# START OF Records for this exercise

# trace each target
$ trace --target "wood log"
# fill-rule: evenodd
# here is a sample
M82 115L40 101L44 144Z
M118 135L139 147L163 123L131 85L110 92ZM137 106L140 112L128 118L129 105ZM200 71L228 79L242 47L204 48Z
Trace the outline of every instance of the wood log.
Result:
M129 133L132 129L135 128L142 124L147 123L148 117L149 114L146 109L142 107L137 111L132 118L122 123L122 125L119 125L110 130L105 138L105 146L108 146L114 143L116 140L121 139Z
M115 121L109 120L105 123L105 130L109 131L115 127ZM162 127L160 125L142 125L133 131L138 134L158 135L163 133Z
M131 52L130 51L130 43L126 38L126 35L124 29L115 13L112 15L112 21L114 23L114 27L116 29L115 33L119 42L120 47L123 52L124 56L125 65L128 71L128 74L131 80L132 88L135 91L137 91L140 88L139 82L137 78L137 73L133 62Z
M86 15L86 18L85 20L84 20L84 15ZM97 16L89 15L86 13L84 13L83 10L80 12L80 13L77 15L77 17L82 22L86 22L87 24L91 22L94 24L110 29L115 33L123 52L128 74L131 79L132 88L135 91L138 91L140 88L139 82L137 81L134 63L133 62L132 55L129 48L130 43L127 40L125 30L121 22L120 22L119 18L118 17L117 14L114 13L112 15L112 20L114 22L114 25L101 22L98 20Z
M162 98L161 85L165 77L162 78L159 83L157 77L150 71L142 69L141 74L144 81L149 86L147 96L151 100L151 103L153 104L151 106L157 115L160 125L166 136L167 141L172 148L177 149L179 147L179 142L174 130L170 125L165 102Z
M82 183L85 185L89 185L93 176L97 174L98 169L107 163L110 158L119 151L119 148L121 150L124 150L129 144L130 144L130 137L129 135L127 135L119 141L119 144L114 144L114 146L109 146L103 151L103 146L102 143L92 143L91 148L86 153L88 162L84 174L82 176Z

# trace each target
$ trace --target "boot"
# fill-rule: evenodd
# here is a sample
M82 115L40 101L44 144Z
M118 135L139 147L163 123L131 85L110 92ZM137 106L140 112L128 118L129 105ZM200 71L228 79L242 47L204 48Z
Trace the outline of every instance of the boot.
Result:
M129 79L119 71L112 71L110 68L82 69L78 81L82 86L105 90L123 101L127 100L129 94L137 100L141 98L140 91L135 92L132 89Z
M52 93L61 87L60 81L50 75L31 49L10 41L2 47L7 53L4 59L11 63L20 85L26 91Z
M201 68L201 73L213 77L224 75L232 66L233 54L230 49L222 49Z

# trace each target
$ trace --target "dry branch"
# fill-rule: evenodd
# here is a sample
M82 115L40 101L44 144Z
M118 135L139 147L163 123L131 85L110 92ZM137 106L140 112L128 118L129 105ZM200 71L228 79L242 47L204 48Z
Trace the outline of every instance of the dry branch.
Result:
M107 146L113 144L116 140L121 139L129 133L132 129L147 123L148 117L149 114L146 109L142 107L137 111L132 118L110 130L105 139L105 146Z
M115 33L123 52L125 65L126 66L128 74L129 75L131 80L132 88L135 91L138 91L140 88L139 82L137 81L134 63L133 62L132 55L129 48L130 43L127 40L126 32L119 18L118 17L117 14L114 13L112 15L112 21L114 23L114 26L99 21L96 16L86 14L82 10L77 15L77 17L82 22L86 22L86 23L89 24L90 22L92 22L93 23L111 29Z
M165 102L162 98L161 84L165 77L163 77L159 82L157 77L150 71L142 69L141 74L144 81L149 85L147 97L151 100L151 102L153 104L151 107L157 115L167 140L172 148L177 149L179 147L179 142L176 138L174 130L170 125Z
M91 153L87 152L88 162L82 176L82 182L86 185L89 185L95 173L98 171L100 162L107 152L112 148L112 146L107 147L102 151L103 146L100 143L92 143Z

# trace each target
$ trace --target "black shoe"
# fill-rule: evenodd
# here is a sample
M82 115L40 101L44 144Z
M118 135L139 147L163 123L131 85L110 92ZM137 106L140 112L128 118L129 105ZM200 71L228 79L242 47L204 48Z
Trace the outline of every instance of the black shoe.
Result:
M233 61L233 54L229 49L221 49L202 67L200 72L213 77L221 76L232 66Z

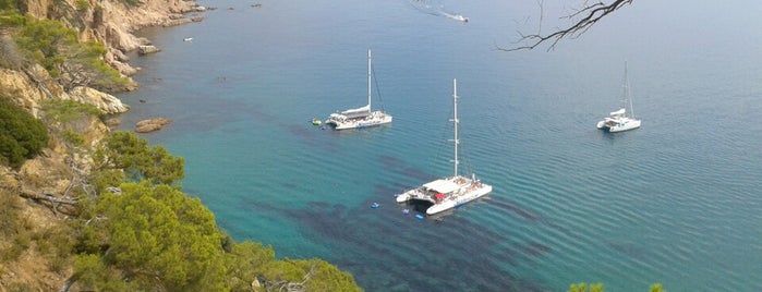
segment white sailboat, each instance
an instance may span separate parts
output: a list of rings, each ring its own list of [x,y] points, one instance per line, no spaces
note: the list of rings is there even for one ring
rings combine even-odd
[[[371,110],[371,50],[367,50],[367,106],[360,107],[356,109],[348,109],[342,112],[331,113],[330,117],[328,117],[328,120],[326,120],[326,124],[332,125],[336,130],[347,130],[374,126],[391,122],[390,114],[380,110]]]
[[[627,77],[627,62],[625,62],[625,82],[622,94],[622,107],[616,111],[608,113],[608,117],[598,121],[597,129],[607,130],[608,132],[621,132],[640,127],[640,120],[634,118],[632,110],[632,98],[630,97],[630,81]],[[630,107],[629,113],[627,107]]]
[[[426,215],[435,215],[455,208],[492,192],[492,185],[482,183],[476,179],[475,174],[471,174],[471,178],[468,178],[458,173],[458,144],[460,144],[460,141],[458,139],[458,87],[456,80],[452,80],[452,100],[455,107],[452,119],[455,125],[453,175],[425,183],[397,195],[397,203],[413,199],[433,203],[434,205],[426,209]]]

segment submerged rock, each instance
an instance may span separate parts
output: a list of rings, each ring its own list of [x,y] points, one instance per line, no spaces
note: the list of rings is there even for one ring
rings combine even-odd
[[[135,124],[135,132],[148,133],[148,132],[159,131],[159,130],[161,130],[161,127],[170,124],[171,122],[172,122],[172,120],[165,119],[165,118],[154,118],[154,119],[143,120],[143,121],[140,121]]]

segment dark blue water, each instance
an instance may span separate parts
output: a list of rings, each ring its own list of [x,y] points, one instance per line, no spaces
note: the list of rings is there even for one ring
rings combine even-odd
[[[235,239],[367,291],[762,290],[762,4],[634,1],[555,50],[505,52],[536,2],[430,1],[465,24],[408,1],[254,3],[143,32],[162,51],[120,96],[124,129],[174,120],[145,137],[185,157],[184,191]],[[569,9],[546,3],[543,27]],[[394,123],[313,126],[364,105],[367,49]],[[643,126],[602,133],[625,61]],[[455,77],[463,168],[494,192],[416,220],[394,194],[451,172]]]

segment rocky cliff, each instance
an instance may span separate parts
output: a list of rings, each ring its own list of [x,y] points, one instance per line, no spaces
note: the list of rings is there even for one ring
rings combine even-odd
[[[97,40],[106,45],[105,60],[124,75],[136,70],[128,64],[125,52],[135,50],[150,41],[133,33],[147,26],[167,26],[190,22],[189,12],[205,9],[194,1],[185,0],[29,0],[26,13],[38,19],[53,19],[68,23],[80,31],[81,40]],[[130,5],[129,2],[140,2]],[[62,4],[65,3],[65,4]]]
[[[86,9],[83,9],[82,0],[24,2],[24,13],[62,21],[77,28],[81,40],[105,44],[107,63],[128,76],[136,70],[126,63],[129,59],[125,53],[150,42],[134,36],[134,32],[146,26],[183,23],[185,16],[195,16],[184,13],[201,10],[194,2],[182,0],[143,0],[140,7],[128,7],[128,1],[86,0]],[[3,33],[0,29],[0,37],[9,37]],[[0,96],[11,98],[37,118],[45,115],[43,101],[46,99],[89,104],[109,114],[129,110],[129,106],[114,96],[93,88],[76,87],[66,92],[39,65],[19,71],[0,68]],[[93,146],[109,133],[97,117],[83,117],[66,125],[49,124],[48,127],[51,141],[41,155],[27,160],[20,169],[0,166],[0,199],[25,218],[26,223],[21,228],[31,234],[49,234],[50,230],[66,227],[70,219],[65,212],[61,212],[61,208],[65,207],[65,202],[72,200],[68,197],[68,190],[87,172],[92,165],[89,153]],[[82,145],[76,149],[68,145],[60,135],[64,131],[81,134],[84,139]],[[4,257],[8,251],[12,251],[10,246],[19,245],[19,239],[24,239],[11,238],[0,236],[0,254],[3,257],[0,260],[0,292],[57,291],[66,275],[71,275],[72,263],[51,259],[48,254],[50,248],[38,245],[36,239],[24,240],[26,248],[19,259],[7,261]]]

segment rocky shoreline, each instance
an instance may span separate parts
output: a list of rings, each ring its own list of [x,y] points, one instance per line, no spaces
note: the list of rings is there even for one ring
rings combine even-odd
[[[76,0],[64,1],[70,2],[71,7],[76,7]],[[45,0],[32,0],[27,13],[38,19],[47,19],[50,16],[49,4]],[[107,49],[104,57],[106,63],[128,77],[136,74],[138,69],[128,63],[130,58],[126,53],[152,42],[147,38],[135,36],[135,32],[152,26],[166,27],[199,22],[203,20],[199,13],[206,11],[206,8],[195,1],[183,0],[146,0],[140,7],[128,7],[123,1],[106,0],[98,2],[97,8],[95,5],[90,4],[88,11],[82,13],[86,26],[78,28],[80,40],[104,44]],[[128,87],[118,89],[136,90],[138,84],[132,81]],[[0,92],[14,93],[14,101],[35,117],[38,117],[41,101],[48,98],[71,99],[93,105],[106,114],[122,113],[130,109],[113,95],[93,88],[76,87],[65,92],[39,65],[22,71],[0,69]]]

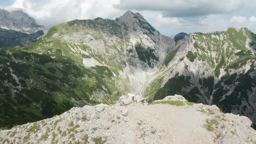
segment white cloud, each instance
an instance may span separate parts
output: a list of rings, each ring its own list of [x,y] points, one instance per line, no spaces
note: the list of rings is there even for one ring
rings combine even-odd
[[[243,6],[243,0],[121,0],[122,10],[164,11],[166,17],[190,17],[230,13]]]
[[[254,16],[251,16],[249,18],[249,20],[251,22],[256,22],[256,17]]]
[[[47,27],[75,19],[94,19],[97,17],[114,18],[123,12],[113,4],[120,0],[16,0],[12,7],[23,8],[38,23]]]
[[[250,7],[250,3],[254,1],[15,0],[12,6],[24,9],[39,24],[46,28],[75,19],[92,19],[97,17],[114,19],[126,10],[132,10],[141,13],[150,23],[163,33],[171,35],[181,31],[208,32],[229,27],[247,27],[255,32],[256,17],[248,16],[254,10]],[[240,7],[242,9],[236,11]],[[250,7],[249,10],[247,10]],[[240,10],[243,13],[246,10],[249,12],[240,13]]]
[[[244,16],[233,16],[230,19],[231,23],[241,23],[247,20],[247,18]]]
[[[158,26],[169,25],[175,27],[181,27],[180,20],[177,17],[163,17],[163,15],[161,14],[157,17],[156,21]]]

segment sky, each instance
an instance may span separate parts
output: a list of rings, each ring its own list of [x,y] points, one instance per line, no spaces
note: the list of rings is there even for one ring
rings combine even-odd
[[[247,27],[256,33],[255,0],[0,0],[0,7],[23,9],[49,28],[75,19],[114,20],[140,13],[162,34]]]

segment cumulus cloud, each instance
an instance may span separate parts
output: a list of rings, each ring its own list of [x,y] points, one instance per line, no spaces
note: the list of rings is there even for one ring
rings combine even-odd
[[[177,17],[164,17],[159,15],[156,17],[156,25],[161,26],[163,25],[171,26],[175,27],[181,27],[180,20]]]
[[[22,8],[38,23],[49,27],[75,19],[114,18],[123,12],[114,8],[120,0],[16,0],[12,6]]]
[[[12,0],[12,7],[23,9],[47,28],[75,19],[114,19],[132,10],[141,13],[166,35],[229,27],[247,27],[256,31],[256,17],[250,15],[255,13],[254,0]]]
[[[230,22],[231,23],[243,23],[247,20],[246,17],[241,16],[233,16],[230,19]]]
[[[242,6],[243,0],[121,0],[121,10],[156,10],[165,17],[191,17],[231,12]]]
[[[249,18],[249,20],[251,22],[256,22],[256,17],[254,16],[251,16]]]

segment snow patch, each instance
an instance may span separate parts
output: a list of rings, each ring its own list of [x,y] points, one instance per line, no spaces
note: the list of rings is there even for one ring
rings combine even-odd
[[[83,59],[83,63],[85,67],[90,67],[96,65],[102,65],[93,58],[91,59]]]

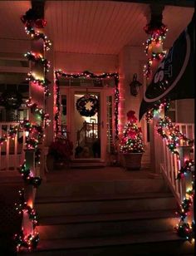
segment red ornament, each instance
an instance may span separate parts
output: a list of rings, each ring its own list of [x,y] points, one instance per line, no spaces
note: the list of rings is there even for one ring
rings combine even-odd
[[[126,114],[126,116],[127,116],[127,119],[128,119],[129,121],[134,122],[134,123],[135,123],[137,121],[137,118],[136,118],[136,116],[135,116],[135,112],[133,111],[130,111]]]

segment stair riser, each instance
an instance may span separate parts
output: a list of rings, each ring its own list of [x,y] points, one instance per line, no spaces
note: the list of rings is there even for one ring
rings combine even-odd
[[[132,194],[143,192],[167,192],[168,188],[163,180],[135,180],[82,182],[75,184],[43,184],[37,190],[37,197],[86,196],[114,194]]]
[[[141,234],[142,235],[142,234]],[[66,241],[65,241],[66,243]],[[91,244],[90,244],[91,246]],[[29,253],[22,254],[22,256],[29,256]],[[106,247],[97,248],[75,248],[68,249],[58,249],[47,251],[31,252],[31,256],[166,256],[166,255],[194,255],[194,245],[183,241],[163,241],[158,243],[145,243],[135,244],[116,245],[110,244]]]
[[[171,198],[118,199],[109,201],[84,201],[37,204],[39,216],[59,216],[65,214],[94,214],[103,213],[125,213],[132,211],[169,209],[176,206]]]
[[[83,224],[68,224],[38,227],[42,239],[78,239],[122,235],[144,232],[173,230],[178,220],[168,218],[160,219],[125,220]]]

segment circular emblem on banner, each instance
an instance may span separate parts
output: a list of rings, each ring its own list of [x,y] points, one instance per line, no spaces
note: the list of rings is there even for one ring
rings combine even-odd
[[[175,87],[187,67],[189,57],[190,37],[186,31],[159,65],[153,81],[144,95],[145,102],[157,101]]]

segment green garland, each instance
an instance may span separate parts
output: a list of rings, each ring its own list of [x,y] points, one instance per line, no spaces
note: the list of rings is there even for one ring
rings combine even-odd
[[[86,108],[86,105],[88,102],[91,102],[91,109],[88,110]],[[92,95],[86,94],[77,100],[76,101],[76,109],[81,116],[93,116],[97,113],[99,110],[99,101],[98,99]]]
[[[22,96],[17,91],[6,90],[1,96],[1,105],[7,110],[17,110],[22,103]]]

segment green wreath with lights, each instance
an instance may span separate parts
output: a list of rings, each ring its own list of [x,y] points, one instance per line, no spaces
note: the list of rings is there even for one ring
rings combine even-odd
[[[91,103],[90,108],[86,108],[86,104]],[[82,116],[93,116],[99,110],[99,101],[92,95],[86,94],[77,100],[76,109]]]

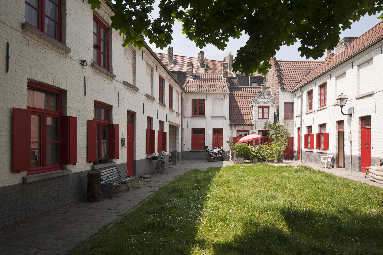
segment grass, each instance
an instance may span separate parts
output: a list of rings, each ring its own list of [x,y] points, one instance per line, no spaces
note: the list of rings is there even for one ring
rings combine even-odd
[[[383,254],[382,195],[305,166],[193,169],[71,253]]]

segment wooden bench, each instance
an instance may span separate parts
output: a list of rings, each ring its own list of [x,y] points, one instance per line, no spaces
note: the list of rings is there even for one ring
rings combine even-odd
[[[100,171],[101,172],[101,182],[100,183],[101,192],[103,193],[108,192],[110,196],[110,199],[112,199],[112,195],[109,192],[109,187],[114,186],[116,189],[117,186],[119,186],[122,183],[126,185],[128,187],[128,189],[129,189],[127,181],[131,179],[132,177],[126,175],[128,173],[127,172],[125,172],[125,176],[121,176],[120,175],[121,172],[119,171],[118,168],[116,165],[105,169],[101,169]]]

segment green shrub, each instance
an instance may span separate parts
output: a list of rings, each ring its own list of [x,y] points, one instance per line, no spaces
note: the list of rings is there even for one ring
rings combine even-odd
[[[238,142],[234,145],[234,150],[236,152],[236,156],[244,157],[250,152],[250,148],[245,143]]]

# END OF Records for this exercise

Exercise details
How many lines in the rows above contain the string "cloud"? Case counts. Reply with the number only.

Problem solution
2